Had the Cathedral of Amiens received the same punishment, because of the lightness of its construction the vaults would undoubtedly have given way, the flying buttresses would have crushed in the walls and nothing would have remained but a mass of crumbled stone, with the exception of perhaps the ruins of the towers. If anything therefore remains of Rheims Cathedral it is due, as I have already said, to the robustness of its construction and not to any desire on the part of those bombarding it to spare it from utter destruction.
The monument, about which no troops were massed, towers above the rest of the town; to avoid it, in view of the uselessness of destroying it and because it was serving as a hospital, would have been an easy matter. The entire quarter of the city situated between it and the enemy is destroyed, including the Episcopal Palace, which contained the Archaeological Museum, the Episcopal Chapel, and what was known as the “Apartment of the Kings.” This quarter also contained the principal commercial houses.
“Blind Rage” Causes Attack.

══════════════════════════════

## WHAT THIS EXERCISE ASKS
1. From the passage on Rheims Cathedral, print the part that begins with the words "Had the Cathedral" and ends after the words "from utter destruction.".
2. Answer these questions from the passage on Rheims Cathedral.
(a) According to the passage, what would have happened to the vaults of the Cathedral of Amiens under the same punishment?
(b) What was the cathedral at Rheims serving as?
(c) What museum did the Episcopal Palace contain?
3. Carry on the passage on Rheims Cathedral from the point where it stops.

## DATA
══════════════════════════════

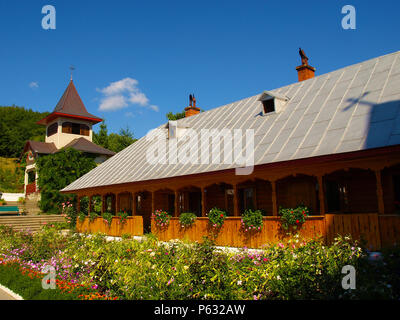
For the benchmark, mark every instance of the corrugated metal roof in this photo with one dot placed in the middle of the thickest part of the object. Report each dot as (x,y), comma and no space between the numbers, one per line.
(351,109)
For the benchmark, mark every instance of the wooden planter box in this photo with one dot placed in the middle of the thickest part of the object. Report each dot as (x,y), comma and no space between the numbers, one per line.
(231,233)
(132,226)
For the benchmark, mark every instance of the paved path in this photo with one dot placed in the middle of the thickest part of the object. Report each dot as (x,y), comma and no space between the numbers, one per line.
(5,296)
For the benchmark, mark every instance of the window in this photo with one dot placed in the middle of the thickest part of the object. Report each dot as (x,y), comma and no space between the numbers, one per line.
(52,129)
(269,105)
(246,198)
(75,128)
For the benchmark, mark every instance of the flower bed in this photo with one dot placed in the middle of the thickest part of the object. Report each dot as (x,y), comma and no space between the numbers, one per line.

══════════════════════════════

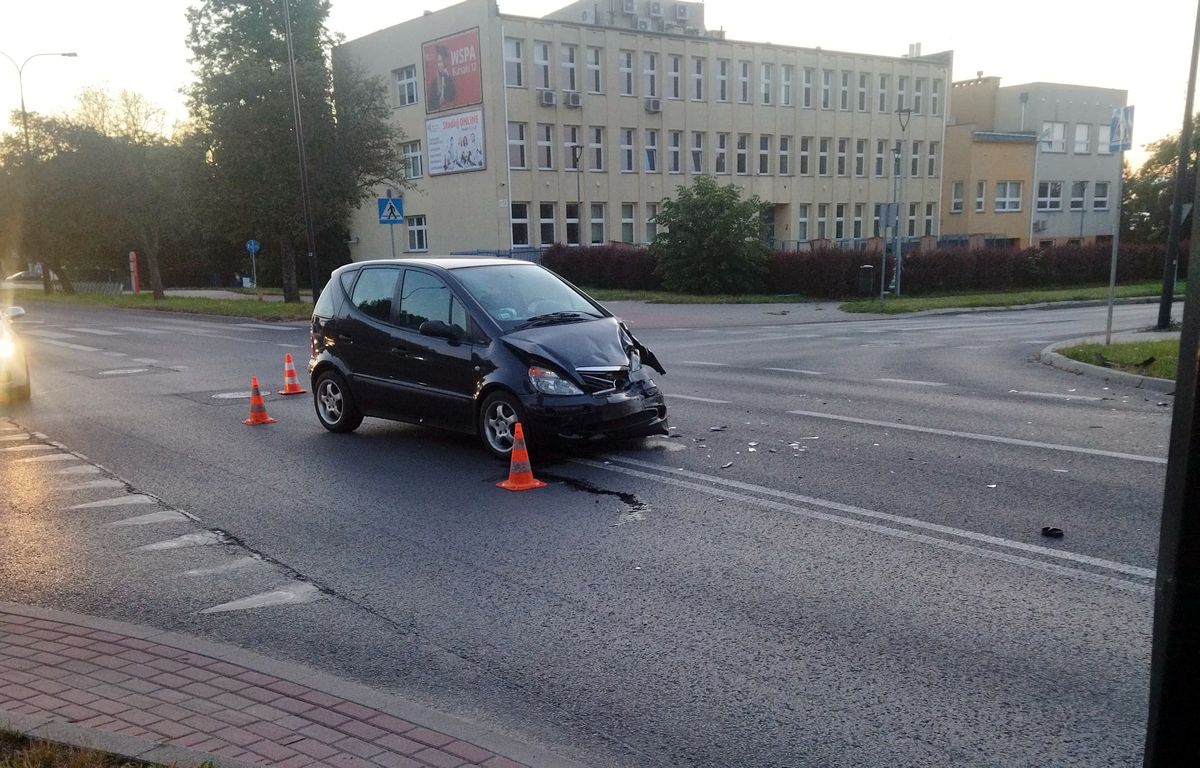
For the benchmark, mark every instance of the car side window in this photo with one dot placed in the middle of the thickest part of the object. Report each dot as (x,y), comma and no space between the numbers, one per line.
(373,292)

══════════════════════════════

## RESULTS IN ORDER
1.
Had the Cathedral of Amiens received the same punishment, because of the lightness of its construction the vaults would undoubtedly have given way, the flying buttresses would have crushed in the walls and nothing would have remained but a mass of crumbled stone, with the exception of perhaps the ruins of the towers. If anything therefore remains of Rheims Cathedral it is due, as I have already said, to the robustness of its construction and not to any desire on the part of those bombarding it to spare it from utter destruction.

2.
(a) They would undoubtedly have given way.
(b) A hospital.
(c) The Archaeological Museum.

3.
It would seem that the only explanation which can be offered was blind rage upon the part of the besieging army.
There are two monuments of almost equal importance to the world which are in jeopardy of the same fate as the Cathedral of Rheims, viz., the Cathedrals of Noyon and Laon. That these will be respected is to be hoped, in spite of the ruthless and miserable attempt to reduce the glorious monuments of Rheims to ruins.
On Friday, Sept. 25, the Germans further shelled the Abbey of Remy at Rheims, one shell exploding in the interior and destroying an immense quantity of glass. The civil hospital, which occupies the cloisters of St. Remy, received as its quota nine bombs, one of which killed four of the patients in the beds, and another one of the attendants. Needless to say that over this building also were flying flags of the Red Cross.
On Sunday, Sept. 27, I spent about two hours on top of the north tower of the cathedral, behind the parapets, where I could not be seen, watching the bombardment of the French forces, which was going on in the suburbs of the town, situated at about two kilometers from my point of vantage. It was most interesting, the precision with which the German shells arrived in groups of six at intervals of, I should say, three to five minutes. The French troops were all wonderfully covered so that they could not be seen, their guns being concealed under straw or beet leaves, according to the character of the ground upon which the battery was established.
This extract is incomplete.